Passage provided:
In the text of both Old and New Testaments the phrase “angel of the Lord” is a combination of two words. The word angel means messenger and the word Lord stands for the name of God (YHWH in Hebrew, Yahweh or Jehovah). The phrase “angel of the Lord” generally does not have a definite article associated with it in either Hebrew or Greek, but most English Bibles, including the King James version, often refer to “the” angel of the Lord. There is nothing in the original language to promote the idea that the phrase “angel of the Lord” in its many uses refers to a single individual, one specific entity, as though it were a title or a name. Nor is there anything in the language to suggest that the expression is anything other than literal, a phrase describing an angel, a created being, in the service of God — an angel belonging to and representing God. On the other hand there are emphatic statements in scripture that Jesus, the son of God and son of man, does not and never did have that nature, which we will consider further along.

It is worth some emphasis that neither the Greek New Testament nor the Greek (Septuagint) version of the Old Testament include the Greek definite article when referring to the “angel of the Lord.” English translations from the Septuagint usually refer instead to “an angel of the Lord,” as do most New Testament references in English.

Remember that the Septuagint translation of the Old Testament was the Bible of the early disciples of Jesus, that when the apostles quoted scripture in speeches or in writing they generally quoted from the Septuagint. Thus the phrasing in the Greek language is very important to understanding how this topic was treated by the apostles, the Holy Spirit, and the early church.

Consider the following:

  1. Gen 16:7 The angel of the LORD found Hagar near a spring in the desert; it was the spring that is beside the road to Shur. (NIV)

    1. This is the first reference to “the angel of the LORD.” In the Greek Bible (Septuagint) the phrase is rendered “aggelos kuriou” (angel of the Lord) and is translated “an angel of the Lord” in Brenton’s English translation of the Septuagint (as well as in the Jewish Publication Society’s English translation of the Hebrew text, Tanakh). The same Greek phrase is used throughout the Old Testament to translate the Hebrew expression.

  2. Exod 3:2 There the angel of the LORD appeared to him in flames of fire from within a bush. Moses saw that though the bush was on fire it did not burn up. (NIV)

    1. This is perhaps the “classic” reference to “the angel of the LORD.” It is rendered by the same phrase in Greek as is referred to in IA above, and is also rendered “an angel of the Lord” in various English translations that attempt to be literal.

    2. Acts 7:30 “After forty years had passed, an angel appeared to Moses in the flames of a burning bush in the desert near Mount Sinai. (NIV)

      1. Stephen, in his famous defense before the Sanhedrin, referred to the events with Moses and the angel at the bush. Most scholars and most translators render the passage as above in the NIV, “an angel” appeared to Moses. The King James follows the Western Greek text of the New Testament and says, “And when forty years were expired, there appeared to him in the wilderness of mount Sinai an angel of the Lord in a flame of fire in a bush.” (Acts 7:30, KJV) Note that while the King James includes the expression “of the Lord” (again, the same Greek word combination mentioned in IA above) it follows the sense of the Greek that it was “an” angel. And consider Stephen’s further references to the angel who dealt with Moses at the bush and elsewhere.

Your goal: Can you quote the passage about the angel of the Lord from "It is worth" to "references in English."?

Data:
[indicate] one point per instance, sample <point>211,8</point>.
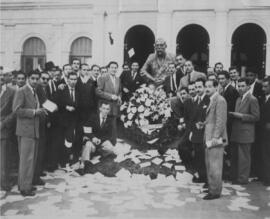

Correct answer:
It is worth some emphasis that neither the Greek New Testament nor the Greek (Septuagint) version of the Old Testament include the Greek definite article when referring to the “angel of the Lord.” English translations from the Septuagint usually refer instead to “an angel of the Lord,” as do most New Testament references in English.